THE REQUEST
From the listing below, pick out every line that contains the word "floor". Case counts, so uppercase and lowercase letters do not match each other.

SUPPLIED INFORMATION
►

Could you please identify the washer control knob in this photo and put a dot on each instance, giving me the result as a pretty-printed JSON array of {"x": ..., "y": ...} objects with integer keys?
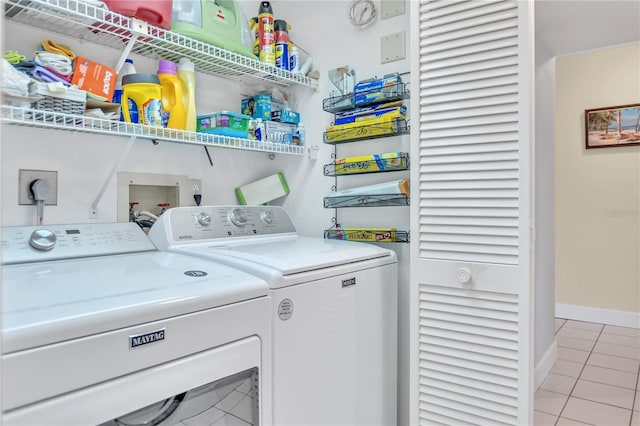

◄
►

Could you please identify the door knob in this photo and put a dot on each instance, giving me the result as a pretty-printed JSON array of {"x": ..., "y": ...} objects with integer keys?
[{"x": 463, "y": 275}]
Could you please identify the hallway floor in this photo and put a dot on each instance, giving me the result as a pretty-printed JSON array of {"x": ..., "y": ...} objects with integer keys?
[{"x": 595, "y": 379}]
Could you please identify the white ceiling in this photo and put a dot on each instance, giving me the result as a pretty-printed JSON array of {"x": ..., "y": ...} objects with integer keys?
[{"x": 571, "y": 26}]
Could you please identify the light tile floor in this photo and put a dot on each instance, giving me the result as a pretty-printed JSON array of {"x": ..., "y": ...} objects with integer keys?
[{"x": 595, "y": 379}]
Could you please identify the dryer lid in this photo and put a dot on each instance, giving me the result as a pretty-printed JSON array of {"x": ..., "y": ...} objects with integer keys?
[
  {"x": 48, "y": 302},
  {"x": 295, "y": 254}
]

◄

ANSWER TO THIS EXERCISE
Could you please identify the hallway floor in this photo and put a dot on each instance, giving me the result as a pretty-printed JSON array of {"x": ..., "y": ...} objects with integer keys?
Could you please identify the light tile floor in this photo and put a dot on each instance, giving me the result as a pretty-printed JSON array of {"x": ..., "y": ...} objects with integer keys?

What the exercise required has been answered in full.